===== PASSAGE GIVEN =====
# Sure Looks Like Fall Around Here!



## SlipperFan (Oct 18, 2009)

This morning, back yard:






This afternoon, front yard:


----------



## KyushuCalanthe (Oct 18, 2009)

Yep, lookin pretty fall like. You never said you grew corn! I didn't picture you as a farmer...


----------



## SlipperFan (Oct 18, 2009)

Actually, I am a farm girl -- born & raised on a farm. I lived in the city for many years and felt very confined. We live sort of in the country -- country is across the road, although the road we live on has people living all along both sides, except across the road for a couple of lots. I feel very fortunate.


----------



## KyushuCalanthe (Oct 18, 2009)

SlipperFan said:


> Actually, I am a farm girl -- born & raised on a farm. I lived in the city for many years and felt very confined. We live sort of in the country -- country is across the road, although the road we live on has people living all along both sides, except across the road for a couple of lots. I feel very fortunate.



Wow, and I was just kidding! Your situation seems not so different from mine, except the opposite has happened to me - now I live in "the city" and I used to live "in the country". In truth I grew up north of NYC basically IN a forest setting. We lived on 2 acres of forest, about half of which had an integrated garden. All around was more forest, all second growth of course, but basically unused. That was the world of my first 19 years. Now I live on the very edge of a true city with a population around 2 million. Talk about a change!


----------



## Clark (Oct 18, 2009)

Where is the monach??? AKA- Bambi???
Nocturnal?


----------



## JeanLux (Oct 19, 2009)

2 amazing shots Dot!!!! Jean


----------



## biothanasis (Oct 19, 2009)

Wonderful pictures Dot...!!!! My story is somehow the same as Tom's!


----------



## SlipperFan (Oct 19, 2009)

I'm not surprised that you two, Tom and Thanasis, came from wooded area. You both seem to love gardens, forests and open land.

Clark, we rarely see bucks -- they are loners and don't usually hang around the females with fawns. We see does with their fawns nearly every day. Our property, along a small river, sits between a wooded area and the farm fields. We have a couple fruit trees along our property line, which seems to attract them (as well as all the perennials I've planted). It's really fun to watch them, even though my husband calls them "hooved locusts" -- still, whenever either of us sees them, we'll call the other to the window to watch. I do have a few photos of antlered deer, but it's pretty rare to see one.
===== SOURCE DATA =====
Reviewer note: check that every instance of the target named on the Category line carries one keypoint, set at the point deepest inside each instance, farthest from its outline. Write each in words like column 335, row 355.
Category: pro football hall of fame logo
=====
=== BRIEF 1 ===
Translate this sentence from the forum thread above into Spanish: "We see does with their fawns nearly every day."
=== BRIEF 2 ===
Reproduce the part of the forum thread above that starts with "I'm not surprised" and goes on through "to see one.".

=== COMPLETE OUTPUT 1 ===
Vemos ciervas con sus cervatillos casi todos los días.

=== COMPLETE OUTPUT 2 ===
I'm not surprised that you two, Tom and Thanasis, came from wooded area. You both seem to love gardens, forests and open land.

Clark, we rarely see bucks -- they are loners and don't usually hang around the females with fawns. We see does with their fawns nearly every day. Our property, along a small river, sits between a wooded area and the farm fields. We have a couple fruit trees along our property line, which seems to attract them (as well as all the perennials I've planted). It's really fun to watch them, even though my husband calls them "hooved locusts" -- still, whenever either of us sees them, we'll call the other to the window to watch. I do have a few photos of antlered deer, but it's pretty rare to see one.